> [TEXT SHOWN]

# Chaos melta strike!!



## DaisyDuke (Aug 18, 2011)

If I am not mistaken, as I don't yet have a copy of ia13, we have access to first turn deep strike with a dreadclaw. From what I have seen chosen have access to this as a dedicated transport. So l have been pondering what to put in it.
Now for shy of 400 points I was thinking 6 chosen with 5 meltas and champ with a combi and Draznicht upgrade. Then a warpsmith with a combi. That's 8 melta shots re-rolling 1s. Or 6 at one target and 2 at another. With a 2+ guy to take some flack.
Or for another 25 you could make them plasma. That's pretty bad ass 
What do you guys think? Worth the points or not?


----------



## Vaz (Mar 19, 2008)

Say goodbye to 400pts in exchange for killing maybe 260points of vehicles at best.


----------



## DaisyDuke (Aug 18, 2011)

True! But surely that would take out a riptide or knight, or even a lord of war! Plus its going to take a lot of fire away from the rest of your army on their subsequent turn. If they are waisting ap2 and 3 then thats fire not dedicated to ruining your day. Ready for the rest of your list to get in the mix turn 2. 
There is many ways of making your points back.


----------



## the_barwn (Jul 23, 2011)

thats an awful big gamble on actually being able to drop in on turn 1 especially against Eldar who will have an autuch or 2 ensuring you have negatives on your rolls to drop in or Imperial would use cortez with melta of their own to shoot your transport as it arrives & your stuck in the open........

But hey..... If thats how you want to try then go at it!!!

> [DATA EXTRACT]
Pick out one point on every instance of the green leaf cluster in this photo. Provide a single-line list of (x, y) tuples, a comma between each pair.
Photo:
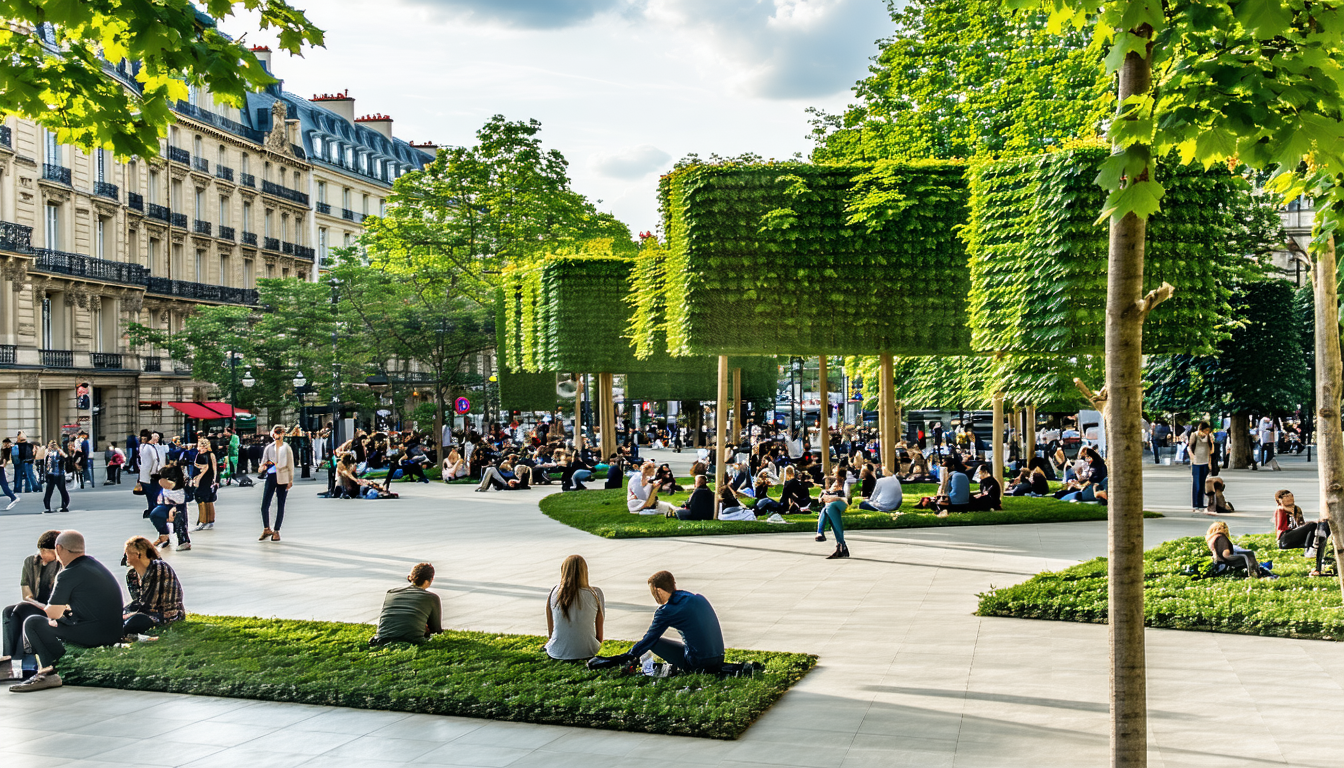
[(1038, 256), (794, 258)]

> [THINGS TO DO]
a – Write out the passage of the dreadclaw melta thread that begins with the words containing "thats an awful" and ends with "in the open........".
b – Extend the dreadclaw melta thread, picking up where it stops.
The listing has no connection to the dreadclaw melta thread.

> [REPLIES]
a –
thats an awful big gamble on actually being able to drop in on turn 1 especially against Eldar who will have an autuch or 2 ensuring you have negatives on your rolls to drop in or Imperial would use cortez with melta of their own to shoot your transport as it arrives & your stuck in the open........

b –
It will work against some opponants & will be spectacular but be prepared for it to blow up in your face too


----------



## MidnightSun (Feb 10, 2009)

Just bring 5 Chosen with 4 Meltaguns. Still really expensive for what it does, but far more efficient (overkill = bad).

Chaos can't do an Alpha Strike with special weapons the way Marines can, purely because the Dreadclaw is so horrifically expensive and can't realistically deploy close enough for a Melta attack.


----------



## Vaz (Mar 19, 2008)

DaisyDuke said:


> True! But surely that would take out a riptide or knight, or even a lord of war! Plus its going to take a lot of fire away from the rest of your army on their subsequent turn. If they are waisting ap2 and 3 then thats fire not dedicated to ruining your day. Ready for the rest of your list to get in the mix turn 2.
> There is many ways of making your points back.


Against such a target, it'll be bubble wrapped in 4+ Saves. You're not going to be making a dent in that.
@the_barwn - Drop Pod assault guarantees 1st turn delivery, no roll for reserves are made.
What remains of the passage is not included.